▶ _Try it_: Pull every line from the records that has the word "trim" in it.

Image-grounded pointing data
········

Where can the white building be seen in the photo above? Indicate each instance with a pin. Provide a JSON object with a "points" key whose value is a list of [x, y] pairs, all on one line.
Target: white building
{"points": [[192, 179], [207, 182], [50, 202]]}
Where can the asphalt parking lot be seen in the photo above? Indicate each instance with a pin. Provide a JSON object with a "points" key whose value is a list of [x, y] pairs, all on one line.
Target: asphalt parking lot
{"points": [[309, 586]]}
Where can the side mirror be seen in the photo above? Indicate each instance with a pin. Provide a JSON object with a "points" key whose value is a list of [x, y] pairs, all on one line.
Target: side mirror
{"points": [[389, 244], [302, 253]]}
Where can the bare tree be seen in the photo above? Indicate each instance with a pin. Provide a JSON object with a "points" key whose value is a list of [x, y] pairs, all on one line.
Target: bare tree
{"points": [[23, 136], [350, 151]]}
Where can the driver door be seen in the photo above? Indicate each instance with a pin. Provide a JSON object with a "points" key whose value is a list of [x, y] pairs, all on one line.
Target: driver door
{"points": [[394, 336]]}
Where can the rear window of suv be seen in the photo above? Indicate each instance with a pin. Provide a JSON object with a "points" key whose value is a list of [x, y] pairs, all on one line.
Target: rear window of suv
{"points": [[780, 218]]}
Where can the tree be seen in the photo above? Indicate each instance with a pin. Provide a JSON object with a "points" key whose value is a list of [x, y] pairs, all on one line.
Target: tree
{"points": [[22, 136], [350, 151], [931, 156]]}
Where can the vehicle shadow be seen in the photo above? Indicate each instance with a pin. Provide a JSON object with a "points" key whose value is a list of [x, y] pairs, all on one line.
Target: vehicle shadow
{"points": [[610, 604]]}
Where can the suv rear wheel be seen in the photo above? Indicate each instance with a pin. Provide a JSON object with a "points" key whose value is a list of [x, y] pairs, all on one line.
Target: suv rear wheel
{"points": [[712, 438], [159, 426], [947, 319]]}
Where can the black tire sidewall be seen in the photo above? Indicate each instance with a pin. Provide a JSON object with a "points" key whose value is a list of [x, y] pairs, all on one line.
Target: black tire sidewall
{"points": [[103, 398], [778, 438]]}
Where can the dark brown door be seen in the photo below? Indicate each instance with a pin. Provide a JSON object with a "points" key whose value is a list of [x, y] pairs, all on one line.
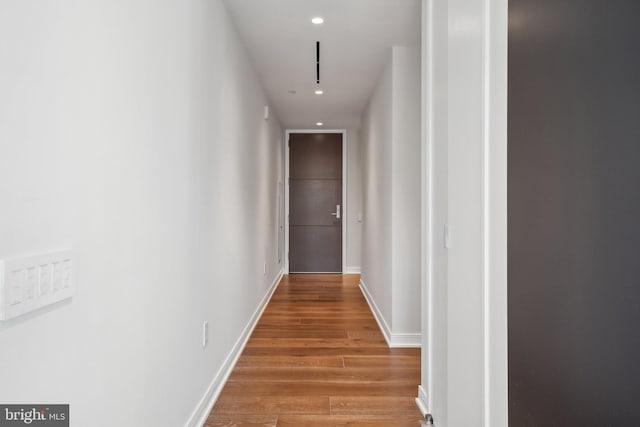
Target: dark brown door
{"points": [[315, 203]]}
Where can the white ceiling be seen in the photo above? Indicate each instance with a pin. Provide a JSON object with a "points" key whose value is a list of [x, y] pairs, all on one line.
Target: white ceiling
{"points": [[355, 39]]}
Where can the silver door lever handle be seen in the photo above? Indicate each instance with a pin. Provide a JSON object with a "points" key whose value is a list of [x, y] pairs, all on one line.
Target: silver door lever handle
{"points": [[337, 212]]}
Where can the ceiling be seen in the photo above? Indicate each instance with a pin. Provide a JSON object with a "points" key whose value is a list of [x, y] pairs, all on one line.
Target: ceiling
{"points": [[355, 38]]}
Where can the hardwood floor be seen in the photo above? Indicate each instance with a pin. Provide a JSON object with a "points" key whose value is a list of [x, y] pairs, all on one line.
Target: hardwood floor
{"points": [[317, 358]]}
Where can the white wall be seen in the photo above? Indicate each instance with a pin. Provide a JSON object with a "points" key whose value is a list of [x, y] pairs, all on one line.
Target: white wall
{"points": [[354, 202], [464, 367], [132, 131], [391, 193], [406, 193], [376, 140]]}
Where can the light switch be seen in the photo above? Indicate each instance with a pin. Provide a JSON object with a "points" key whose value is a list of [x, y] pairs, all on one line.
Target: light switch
{"points": [[30, 283]]}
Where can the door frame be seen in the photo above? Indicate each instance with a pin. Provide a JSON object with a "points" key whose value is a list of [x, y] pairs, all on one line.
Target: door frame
{"points": [[288, 132]]}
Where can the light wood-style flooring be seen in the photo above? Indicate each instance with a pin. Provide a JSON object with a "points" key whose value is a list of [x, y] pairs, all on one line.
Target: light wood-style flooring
{"points": [[317, 358]]}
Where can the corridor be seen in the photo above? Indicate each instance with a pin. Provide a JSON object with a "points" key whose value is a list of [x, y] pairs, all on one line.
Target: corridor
{"points": [[317, 358]]}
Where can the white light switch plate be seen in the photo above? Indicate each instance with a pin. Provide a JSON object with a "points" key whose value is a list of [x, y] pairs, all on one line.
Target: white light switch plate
{"points": [[30, 283]]}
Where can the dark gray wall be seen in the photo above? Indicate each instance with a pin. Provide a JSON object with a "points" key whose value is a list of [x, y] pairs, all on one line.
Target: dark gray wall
{"points": [[574, 213]]}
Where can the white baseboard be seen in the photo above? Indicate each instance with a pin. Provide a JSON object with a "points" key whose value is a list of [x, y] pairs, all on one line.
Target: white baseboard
{"points": [[421, 401], [382, 324], [394, 340], [200, 414]]}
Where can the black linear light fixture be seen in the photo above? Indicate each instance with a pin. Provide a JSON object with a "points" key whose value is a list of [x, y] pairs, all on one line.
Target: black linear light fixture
{"points": [[317, 62]]}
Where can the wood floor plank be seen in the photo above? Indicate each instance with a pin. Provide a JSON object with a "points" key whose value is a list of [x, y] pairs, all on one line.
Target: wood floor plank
{"points": [[347, 421], [226, 404], [398, 388], [373, 405], [239, 420], [290, 362], [317, 358]]}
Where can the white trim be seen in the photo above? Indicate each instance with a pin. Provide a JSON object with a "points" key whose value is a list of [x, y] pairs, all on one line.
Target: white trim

········

▶ _Written response_:
Where can the white trim be seen in the photo above? Indicate each instance with a pin. Provide a JSON object with a "points" key whose value is a list of [x, y] pairs, all on one line.
Target: white trim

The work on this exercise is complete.